====== TASK INPUT

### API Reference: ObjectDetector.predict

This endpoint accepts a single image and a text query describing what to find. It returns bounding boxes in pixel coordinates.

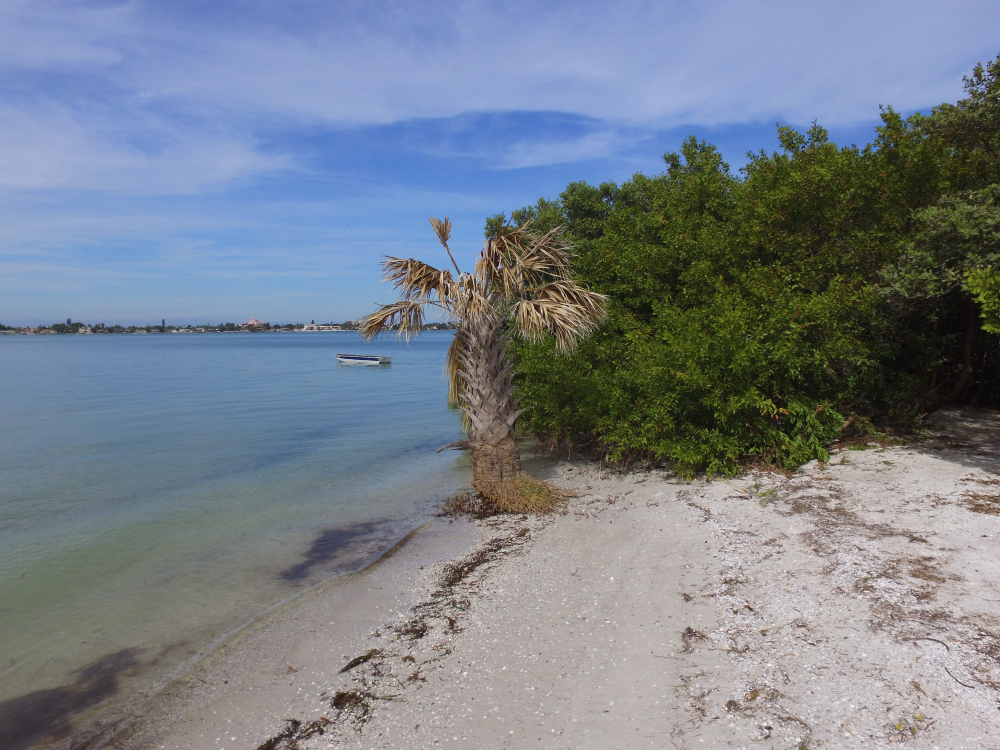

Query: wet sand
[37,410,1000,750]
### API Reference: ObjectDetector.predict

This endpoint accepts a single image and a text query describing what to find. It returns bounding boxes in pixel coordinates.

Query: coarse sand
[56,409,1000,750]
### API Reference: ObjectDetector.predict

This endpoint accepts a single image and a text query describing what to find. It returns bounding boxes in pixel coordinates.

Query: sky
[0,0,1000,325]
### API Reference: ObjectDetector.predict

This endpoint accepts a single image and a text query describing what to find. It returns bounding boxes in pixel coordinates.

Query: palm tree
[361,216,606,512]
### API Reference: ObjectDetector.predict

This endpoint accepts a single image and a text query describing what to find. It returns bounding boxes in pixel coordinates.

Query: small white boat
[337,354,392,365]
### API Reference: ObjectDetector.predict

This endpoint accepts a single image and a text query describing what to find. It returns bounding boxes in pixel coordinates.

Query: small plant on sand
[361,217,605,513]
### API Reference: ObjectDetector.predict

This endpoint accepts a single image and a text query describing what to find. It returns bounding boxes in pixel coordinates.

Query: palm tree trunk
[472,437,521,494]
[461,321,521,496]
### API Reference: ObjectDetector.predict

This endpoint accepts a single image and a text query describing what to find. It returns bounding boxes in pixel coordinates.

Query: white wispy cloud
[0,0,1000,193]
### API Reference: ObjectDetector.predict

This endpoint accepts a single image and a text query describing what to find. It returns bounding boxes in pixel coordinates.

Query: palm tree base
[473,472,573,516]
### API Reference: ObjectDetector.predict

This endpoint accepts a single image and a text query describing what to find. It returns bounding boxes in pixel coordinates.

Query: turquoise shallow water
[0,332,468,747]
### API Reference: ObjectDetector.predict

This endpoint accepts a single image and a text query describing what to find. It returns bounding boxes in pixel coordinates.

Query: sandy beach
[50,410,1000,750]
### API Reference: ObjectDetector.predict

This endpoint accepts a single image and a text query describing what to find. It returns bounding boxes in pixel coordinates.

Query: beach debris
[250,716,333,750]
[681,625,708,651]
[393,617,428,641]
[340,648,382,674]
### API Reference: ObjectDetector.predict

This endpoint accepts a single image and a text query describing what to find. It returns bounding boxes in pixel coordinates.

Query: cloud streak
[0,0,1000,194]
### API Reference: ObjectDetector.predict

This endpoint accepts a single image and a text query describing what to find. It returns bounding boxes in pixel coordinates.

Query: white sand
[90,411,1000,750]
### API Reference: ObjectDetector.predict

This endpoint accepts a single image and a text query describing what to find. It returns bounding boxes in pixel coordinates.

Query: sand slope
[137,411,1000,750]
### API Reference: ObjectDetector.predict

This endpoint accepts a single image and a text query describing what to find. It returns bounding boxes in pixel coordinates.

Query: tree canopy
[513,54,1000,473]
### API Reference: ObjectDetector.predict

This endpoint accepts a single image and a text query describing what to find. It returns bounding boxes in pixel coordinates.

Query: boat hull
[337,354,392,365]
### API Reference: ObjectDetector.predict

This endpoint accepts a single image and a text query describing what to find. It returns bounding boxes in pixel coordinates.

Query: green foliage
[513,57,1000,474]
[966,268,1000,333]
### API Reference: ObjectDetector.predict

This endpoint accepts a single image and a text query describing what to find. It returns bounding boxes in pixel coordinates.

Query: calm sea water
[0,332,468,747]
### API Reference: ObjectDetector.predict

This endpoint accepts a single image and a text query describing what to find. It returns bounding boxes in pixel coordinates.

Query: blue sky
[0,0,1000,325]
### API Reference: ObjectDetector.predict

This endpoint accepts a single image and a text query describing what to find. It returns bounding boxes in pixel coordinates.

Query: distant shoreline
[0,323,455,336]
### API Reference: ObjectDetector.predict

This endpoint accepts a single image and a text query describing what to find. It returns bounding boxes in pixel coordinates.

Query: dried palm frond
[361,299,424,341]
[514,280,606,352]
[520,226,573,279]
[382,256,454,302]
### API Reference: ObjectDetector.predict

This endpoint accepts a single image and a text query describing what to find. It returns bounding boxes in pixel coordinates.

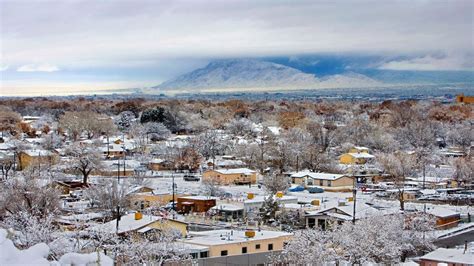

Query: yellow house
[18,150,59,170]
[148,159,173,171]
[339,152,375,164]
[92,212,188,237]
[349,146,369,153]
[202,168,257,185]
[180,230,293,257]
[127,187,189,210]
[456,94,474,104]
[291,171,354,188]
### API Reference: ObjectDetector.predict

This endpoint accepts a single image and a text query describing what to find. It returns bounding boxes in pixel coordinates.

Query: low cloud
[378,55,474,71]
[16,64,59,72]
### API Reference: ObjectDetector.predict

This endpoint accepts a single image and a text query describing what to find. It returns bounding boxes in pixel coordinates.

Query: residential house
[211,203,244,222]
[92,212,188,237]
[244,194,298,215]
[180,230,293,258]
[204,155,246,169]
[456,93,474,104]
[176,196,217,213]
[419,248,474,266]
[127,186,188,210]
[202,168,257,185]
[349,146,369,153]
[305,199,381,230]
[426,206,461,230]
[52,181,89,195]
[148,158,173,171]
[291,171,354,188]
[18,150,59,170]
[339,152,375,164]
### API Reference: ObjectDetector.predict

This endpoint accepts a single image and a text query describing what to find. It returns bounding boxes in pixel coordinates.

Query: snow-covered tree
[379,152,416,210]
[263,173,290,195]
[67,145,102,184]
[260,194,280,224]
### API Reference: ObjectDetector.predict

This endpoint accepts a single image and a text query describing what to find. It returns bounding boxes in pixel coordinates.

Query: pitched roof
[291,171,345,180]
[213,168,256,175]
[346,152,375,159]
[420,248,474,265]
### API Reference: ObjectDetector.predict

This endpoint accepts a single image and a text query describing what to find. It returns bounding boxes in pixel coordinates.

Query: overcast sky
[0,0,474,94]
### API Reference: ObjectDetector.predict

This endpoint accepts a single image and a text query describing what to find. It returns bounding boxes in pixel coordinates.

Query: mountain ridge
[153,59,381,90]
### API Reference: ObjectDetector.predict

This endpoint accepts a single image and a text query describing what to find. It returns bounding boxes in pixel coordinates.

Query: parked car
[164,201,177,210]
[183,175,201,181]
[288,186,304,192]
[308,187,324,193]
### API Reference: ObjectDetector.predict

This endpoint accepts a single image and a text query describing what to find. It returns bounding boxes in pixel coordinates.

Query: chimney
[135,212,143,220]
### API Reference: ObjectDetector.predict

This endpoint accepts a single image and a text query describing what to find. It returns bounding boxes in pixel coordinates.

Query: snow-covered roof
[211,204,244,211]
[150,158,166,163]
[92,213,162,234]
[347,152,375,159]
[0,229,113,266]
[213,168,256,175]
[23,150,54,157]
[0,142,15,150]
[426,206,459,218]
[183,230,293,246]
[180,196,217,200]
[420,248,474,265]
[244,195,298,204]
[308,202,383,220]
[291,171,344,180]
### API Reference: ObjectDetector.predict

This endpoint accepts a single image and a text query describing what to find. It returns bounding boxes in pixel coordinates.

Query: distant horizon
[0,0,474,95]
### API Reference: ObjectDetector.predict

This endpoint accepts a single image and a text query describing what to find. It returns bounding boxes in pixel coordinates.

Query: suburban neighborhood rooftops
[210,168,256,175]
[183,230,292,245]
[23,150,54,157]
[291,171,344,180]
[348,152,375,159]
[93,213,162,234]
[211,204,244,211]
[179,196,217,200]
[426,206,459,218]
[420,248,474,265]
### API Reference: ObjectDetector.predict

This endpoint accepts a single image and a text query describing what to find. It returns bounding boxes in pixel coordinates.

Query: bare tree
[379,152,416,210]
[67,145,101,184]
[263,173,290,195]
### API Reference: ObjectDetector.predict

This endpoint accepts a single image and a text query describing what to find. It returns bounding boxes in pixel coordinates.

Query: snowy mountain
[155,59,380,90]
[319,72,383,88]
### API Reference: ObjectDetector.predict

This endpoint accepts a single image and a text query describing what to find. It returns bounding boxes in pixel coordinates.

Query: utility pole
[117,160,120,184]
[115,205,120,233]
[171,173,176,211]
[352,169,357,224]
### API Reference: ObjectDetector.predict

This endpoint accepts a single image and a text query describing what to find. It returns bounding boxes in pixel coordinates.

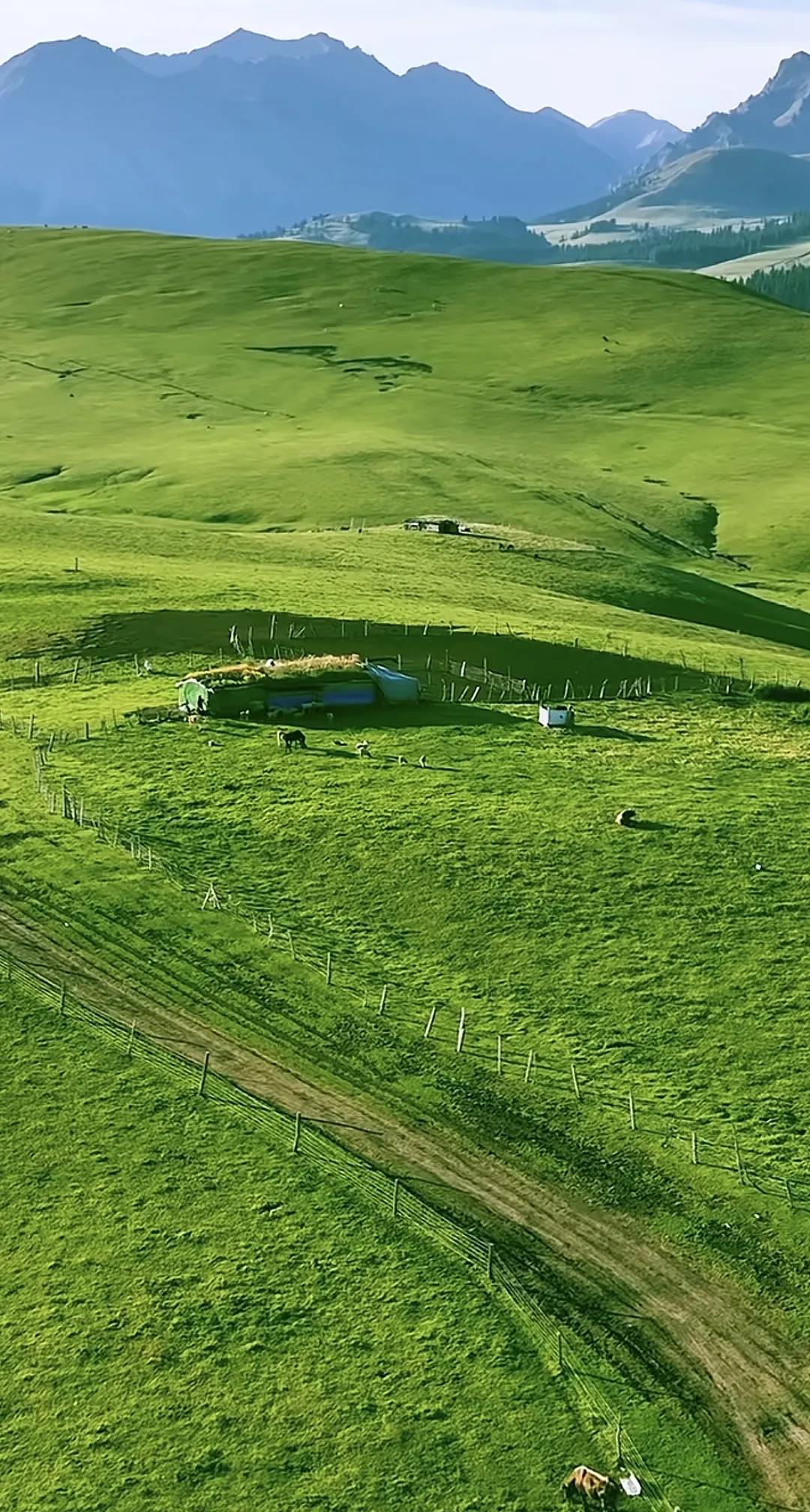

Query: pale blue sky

============

Reproduce the entries word for word, from the very start through the line containing "[56,409,1000,750]", including both ends. Leave the pictures out of your copy.

### API Reference: ObjectDetector.predict

This endpoint accepts a single image and a text query describing what to find. It returns bounding boxes in pixel coordinates.


Query: wet sand
[37,410,1000,750]
### API Reference: ObjectDetector.predict

This endpoint accepts a single image and a text query describing what to find. It returns bounding boxes in pixel coordinates.

Query: coarse sand
[56,409,1000,750]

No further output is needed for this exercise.